Re: queries with lots of UNIONed relations

От
Robert Haas
Дата:
On Thu, Jan 13, 2011 at 5:26 PM, Tom Lane <tgl@sss.pgh.pa.us> wrote:
> Robert Haas <robertmhaas@gmail.com> writes:
>> On Thu, Jan 13, 2011 at 3:12 PM, Jon Nelson <jnelson+pgsql@jamponi.net> wrote:
>>> I still think that having UNION do de-duplication of each contributory
>>> relation is a beneficial thing to consider -- especially if postgresql
>>> thinks the uniqueness is not very high.
>
>> This might be worth a TODO.
>
> I don't believe there is any case where hashing each individual relation
> is a win compared to hashing them all together.  If the optimizer were
> smart enough to be considering the situation as a whole, it would always
> do the latter.

You might be right, but I'm not sure.  Suppose that there are 100
inheritance children, and each has 10,000 distinct values, but none of
them are common between the tables.  In that situation, de-duplicating
each individual table requires a hash table that can hold 10,000
entries.  But deduplicating everything at once requires a hash table
that can hold 1,000,000 entries.

Or am I all wet?

--
Robert Haas
EnterpriseDB: http://www.enterprisedb.com
The Enterprise PostgreSQL Company

Re: queries with lots of UNIONed relations

От
Robert Haas
Дата:
On Thu, Jan 13, 2011 at 5:41 PM, Robert Haas <robertmhaas@gmail.com> wrote:
> On Thu, Jan 13, 2011 at 5:26 PM, Tom Lane <tgl@sss.pgh.pa.us> wrote:
>> Robert Haas <robertmhaas@gmail.com> writes:
>>> On Thu, Jan 13, 2011 at 3:12 PM, Jon Nelson <jnelson+pgsql@jamponi.net> wrote:
>>>> I still think that having UNION do de-duplication of each contributory
>>>> relation is a beneficial thing to consider -- especially if postgresql
>>>> thinks the uniqueness is not very high.

## Data provided
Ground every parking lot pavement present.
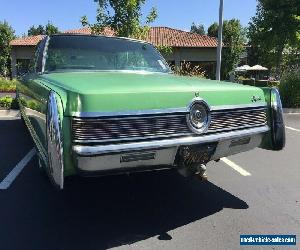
[0,115,300,250]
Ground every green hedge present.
[0,77,18,92]
[279,69,300,108]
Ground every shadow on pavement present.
[0,117,33,180]
[0,163,248,250]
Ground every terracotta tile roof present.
[63,27,115,36]
[9,35,45,46]
[10,27,218,48]
[146,27,218,48]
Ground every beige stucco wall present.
[166,48,217,66]
[11,46,35,77]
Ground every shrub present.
[279,69,300,108]
[0,96,13,108]
[0,77,18,92]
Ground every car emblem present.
[251,96,261,102]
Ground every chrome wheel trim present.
[46,91,64,189]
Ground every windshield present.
[45,36,170,73]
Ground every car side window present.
[35,37,48,73]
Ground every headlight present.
[187,100,210,134]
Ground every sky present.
[0,0,256,36]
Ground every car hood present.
[40,72,265,115]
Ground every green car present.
[17,35,285,189]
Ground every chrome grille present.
[72,108,267,143]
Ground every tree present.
[191,23,205,35]
[248,0,300,75]
[27,21,59,36]
[208,19,246,79]
[207,23,219,37]
[0,21,15,77]
[45,22,60,36]
[81,0,157,39]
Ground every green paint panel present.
[39,72,265,116]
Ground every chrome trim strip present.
[71,103,267,118]
[71,108,188,118]
[210,103,268,111]
[72,126,269,156]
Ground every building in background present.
[10,27,218,77]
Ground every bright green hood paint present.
[39,72,265,115]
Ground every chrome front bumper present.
[73,126,269,172]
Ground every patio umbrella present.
[234,65,251,72]
[248,65,268,71]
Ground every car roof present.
[47,33,153,45]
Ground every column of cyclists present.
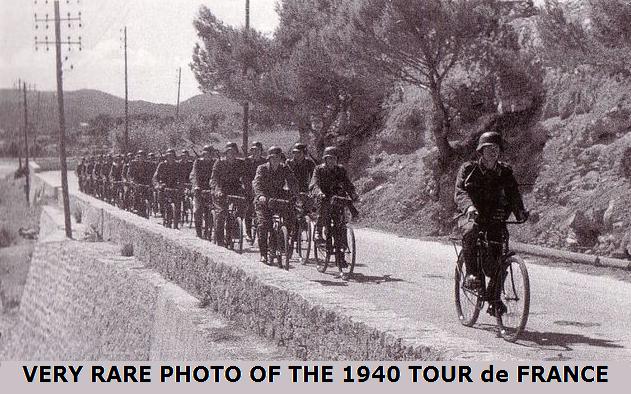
[76,142,358,279]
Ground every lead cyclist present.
[454,132,528,316]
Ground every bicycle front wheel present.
[312,224,330,273]
[454,252,484,327]
[279,225,292,271]
[496,256,530,342]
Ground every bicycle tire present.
[496,256,530,342]
[297,217,313,265]
[312,226,329,273]
[171,202,182,230]
[340,226,357,279]
[234,216,243,253]
[202,209,214,241]
[454,251,484,327]
[280,225,292,271]
[141,199,151,219]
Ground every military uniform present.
[75,158,85,192]
[252,163,298,256]
[83,157,95,194]
[189,157,215,238]
[153,160,182,228]
[454,161,525,291]
[210,159,245,245]
[243,156,267,238]
[177,158,194,184]
[287,157,316,193]
[127,158,153,212]
[309,164,357,253]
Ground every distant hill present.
[0,89,241,134]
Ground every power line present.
[34,0,83,238]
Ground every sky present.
[0,0,278,104]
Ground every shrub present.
[0,226,15,248]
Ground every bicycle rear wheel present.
[496,256,530,342]
[340,226,357,279]
[312,226,330,273]
[454,252,484,327]
[279,225,292,271]
[296,217,313,265]
[233,216,243,253]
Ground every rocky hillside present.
[352,2,631,258]
[356,62,631,258]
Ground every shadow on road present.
[518,330,624,351]
[351,273,404,284]
[312,279,348,287]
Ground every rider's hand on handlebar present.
[515,211,530,222]
[465,205,478,220]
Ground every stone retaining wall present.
[0,208,289,360]
[54,179,506,360]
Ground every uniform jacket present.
[189,157,215,190]
[83,161,94,177]
[101,161,112,178]
[287,157,316,193]
[454,161,524,218]
[127,159,153,185]
[252,163,298,198]
[75,161,85,177]
[243,156,267,195]
[177,159,193,183]
[210,159,244,196]
[309,164,356,197]
[109,163,123,181]
[92,160,103,179]
[153,161,182,189]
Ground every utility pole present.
[175,67,182,119]
[123,26,129,154]
[22,82,31,205]
[13,78,22,170]
[35,0,81,238]
[241,0,250,157]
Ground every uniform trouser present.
[462,221,503,295]
[254,201,272,256]
[213,195,228,245]
[158,189,182,223]
[254,191,292,256]
[315,197,348,253]
[244,193,256,237]
[132,188,152,217]
[193,190,210,238]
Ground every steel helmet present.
[293,142,307,152]
[267,146,283,155]
[476,131,503,152]
[322,146,340,158]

## Given task 1
In the thread on UNIONed relations, why might Robert Haas's example favor de-duplicating each table separately over de-duplicating everything at once? Answer in one to three sentences.
## Given task 2
Reproduce part of the thread on UNIONed relations word for word, beginning at the words "You might be" and stopping after "am I all wet?".
## Given task 3
In the thread on UNIONed relations, how many inheritance children does Robert Haas suppose in his example?

## Finished answer 1
In his example there are 100 inheritance children, each with 10,000 distinct values and none shared between tables. De-duplicating each table on its own needs a hash table that holds only 10,000 entries. De-duplicating everything at once needs one that holds 1,000,000 entries.

## Finished answer 2
You might be right, but I'm not sure.  Suppose that there are 100
inheritance children, and each has 10,000 distinct values, but none of
them are common between the tables.  In that situation, de-duplicating
each individual table requires a hash table that can hold 10,000
entries.  But deduplicating everything at once requires a hash table
that can hold 1,000,000 entries.

Or am I all wet?

## Finished answer 3
100